## [Given text]

--- --- ---

## SARSA
SARSA is another Temporal Difference learning algorithm that bootstraps while sampling.
It shares the same principles with TD learning, although SARSA uses and updates Q values, not V values like in TD learning.
The update formula is similar to TD learning: $ Q^{\pi}(s_t, a_t) \gets Q^{\pi}(s_t, a_t) + \alpha[R_t+ \gamma Q^{\pi}(s_{t+1}, a_{t+1}) - Q^{\pi}(s_t, a_t)] $.
SARSA is of course more resource hungry, since if there are $n$ V values for TD learning, there are $n\times m$ Q values for SARSA, where $n$ is the number of states and $m$ is the number of actions.
Nevertheless, SARSA is the better choice for more complex MDP problems, inherent in the fact that it allows for more detailed representations of transition dynamics while using Q values.

 SARSA gets its name from the parts of the trajectory used in the update equation.

### Characteristics of SARSA:

##### Model free
SARSA is model free, i.e. it does not require full knowledge of all states or transition dynamics.

##### On policy
 - On policy methods attempt to evaluate or improve the policy that is used to make decisions.
 - Off policy methods evaluate or improve a policy different from that used to generate the data.
 Something very positive for off policy methods is that they can figure out the optimal policy **regardless** of the agent’s actions and motivation.

SARSA in particular is an on policy algorithm.

##### Q values: state-action pair values
SARSA evaluates and updates Q values, i.e. state-action pair values instead of state values, i.e. V values.
This basically means that it does not bind the expected future sum of rewards to a state, but rather binds the expectancies to state-action pairs.

##### Convergence
SARSA converges to a *local optimum* in case of infinite visits to state-action pairs.

##### Bootstrapping & Sample based
SARSA combines bootstrapping with sampling, just like TD(0) also did.
 - The bootstrapping aspect is common with previous dynamic programming methods.
 The update formula consists in a Bellman backup over just one transition. It is executed every transition and the state-action value for the current state-action pair is bootstrapped from the old estimate of the sampled next state - next action pair.
 The reason we are able to backup over just one transition is because we leverage the **Markovian assumption** of the domain.
 - Sampling is common with Monte Carlo methods in order to allow for a model free algorithm.

##### Finite & Infinite Horizon
SARSA can be used in both finite or infinite horizon settings, i.e. it works with both episodic or non-episodic domains.
Infinite horizon settings are possible because SARSA update rules for the Q value function happen each step, not after the end of an episode like in Monte Carlo.

--- --- ---

## [Directives]
[1] In the SARSA text, rewrite everything between "- The bootstrapping" and "or non-episodic domains.", inclusive, switching "Markovian assumption" to "Markov property".
[2] Do these statements agree with the SARSA text? For each, answer yes or no and quote the deciding words. (a) SARSA is an off policy algorithm. (b) SARSA needs full knowledge of the transition dynamics. (c) SARSA converges to a local optimum when state-action pairs are visited infinitely often.
The listing is separate material and is unrelated to the SARSA text.

## [Stored records]

--- --- ---

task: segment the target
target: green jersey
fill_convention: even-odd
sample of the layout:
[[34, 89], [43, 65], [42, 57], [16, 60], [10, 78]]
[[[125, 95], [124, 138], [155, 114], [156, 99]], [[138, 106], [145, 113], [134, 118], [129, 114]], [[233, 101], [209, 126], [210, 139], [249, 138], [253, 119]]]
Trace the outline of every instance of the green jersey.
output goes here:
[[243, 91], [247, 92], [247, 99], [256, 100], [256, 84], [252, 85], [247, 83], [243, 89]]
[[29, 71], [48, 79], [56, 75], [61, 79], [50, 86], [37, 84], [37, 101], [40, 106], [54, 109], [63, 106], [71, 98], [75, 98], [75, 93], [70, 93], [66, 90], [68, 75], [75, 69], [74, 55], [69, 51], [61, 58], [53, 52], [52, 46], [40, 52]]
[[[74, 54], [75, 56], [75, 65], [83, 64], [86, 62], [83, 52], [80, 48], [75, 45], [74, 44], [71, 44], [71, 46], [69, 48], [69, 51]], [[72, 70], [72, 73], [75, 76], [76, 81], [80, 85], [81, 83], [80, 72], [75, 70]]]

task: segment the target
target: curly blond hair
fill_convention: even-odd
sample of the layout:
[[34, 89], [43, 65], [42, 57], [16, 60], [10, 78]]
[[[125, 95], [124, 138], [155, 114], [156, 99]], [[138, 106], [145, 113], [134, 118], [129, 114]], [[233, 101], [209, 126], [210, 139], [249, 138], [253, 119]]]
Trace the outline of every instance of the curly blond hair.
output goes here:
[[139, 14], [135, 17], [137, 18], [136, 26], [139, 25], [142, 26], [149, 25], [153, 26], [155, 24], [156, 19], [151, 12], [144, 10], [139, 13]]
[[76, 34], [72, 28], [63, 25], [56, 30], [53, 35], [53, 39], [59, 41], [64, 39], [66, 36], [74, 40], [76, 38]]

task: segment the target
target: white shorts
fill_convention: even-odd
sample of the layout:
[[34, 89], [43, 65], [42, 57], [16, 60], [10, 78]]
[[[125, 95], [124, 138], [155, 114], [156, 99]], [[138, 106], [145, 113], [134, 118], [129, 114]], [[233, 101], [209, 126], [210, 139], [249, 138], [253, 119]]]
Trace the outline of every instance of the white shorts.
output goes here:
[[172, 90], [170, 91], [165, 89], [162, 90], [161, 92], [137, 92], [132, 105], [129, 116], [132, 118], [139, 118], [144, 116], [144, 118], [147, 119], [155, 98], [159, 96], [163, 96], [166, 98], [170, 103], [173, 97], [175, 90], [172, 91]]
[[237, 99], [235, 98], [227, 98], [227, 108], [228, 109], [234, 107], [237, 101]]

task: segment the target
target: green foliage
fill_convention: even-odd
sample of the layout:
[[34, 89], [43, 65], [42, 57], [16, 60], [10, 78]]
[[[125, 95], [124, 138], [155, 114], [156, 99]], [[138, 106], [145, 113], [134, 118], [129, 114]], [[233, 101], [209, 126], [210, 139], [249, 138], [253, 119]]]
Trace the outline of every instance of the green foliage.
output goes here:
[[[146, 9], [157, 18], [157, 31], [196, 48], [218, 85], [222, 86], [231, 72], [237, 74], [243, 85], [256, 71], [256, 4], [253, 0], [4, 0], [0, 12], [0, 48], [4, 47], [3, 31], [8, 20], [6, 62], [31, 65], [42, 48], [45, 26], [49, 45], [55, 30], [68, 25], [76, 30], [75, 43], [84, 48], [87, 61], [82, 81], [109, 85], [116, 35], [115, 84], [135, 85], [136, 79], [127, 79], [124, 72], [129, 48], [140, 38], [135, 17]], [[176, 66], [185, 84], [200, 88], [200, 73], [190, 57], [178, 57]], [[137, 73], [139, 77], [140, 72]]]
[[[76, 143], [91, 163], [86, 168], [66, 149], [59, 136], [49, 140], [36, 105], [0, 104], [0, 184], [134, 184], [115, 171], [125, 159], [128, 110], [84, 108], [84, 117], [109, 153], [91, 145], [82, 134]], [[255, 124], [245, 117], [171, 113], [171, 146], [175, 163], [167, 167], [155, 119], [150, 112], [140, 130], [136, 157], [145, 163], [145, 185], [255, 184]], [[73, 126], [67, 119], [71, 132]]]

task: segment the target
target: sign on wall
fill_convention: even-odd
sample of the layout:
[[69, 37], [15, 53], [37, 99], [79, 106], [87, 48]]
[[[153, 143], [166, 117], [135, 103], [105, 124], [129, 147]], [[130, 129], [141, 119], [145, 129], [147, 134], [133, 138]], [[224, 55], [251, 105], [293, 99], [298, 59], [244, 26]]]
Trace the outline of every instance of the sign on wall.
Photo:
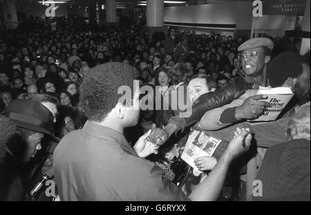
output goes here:
[[306, 0], [265, 1], [263, 13], [269, 15], [303, 16], [306, 2]]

--- --- ---

## [Answers to the tasks]
[1]
- The bootstrapping aspect is common with previous dynamic programming methods.
 The update formula consists in a Bellman backup over just one transition. It is executed every transition and the state-action value for the current state-action pair is bootstrapped from the old estimate of the sampled next state - next action pair.
 The reason we are able to backup over just one transition is because we leverage the **Markov property** of the domain.
 - Sampling is common with Monte Carlo methods in order to allow for a model free algorithm.

##### Finite & Infinite Horizon
SARSA can be used in both finite or infinite horizon settings, i.e. it works with both episodic or non-episodic domains.

[2]
(a) No: "SARSA in particular is an on policy algorithm."
(b) No: "it does not require full knowledge of all states or transition dynamics."
(c) Yes: "SARSA converges to a *local optimum* in case of infinite visits to state-action pairs."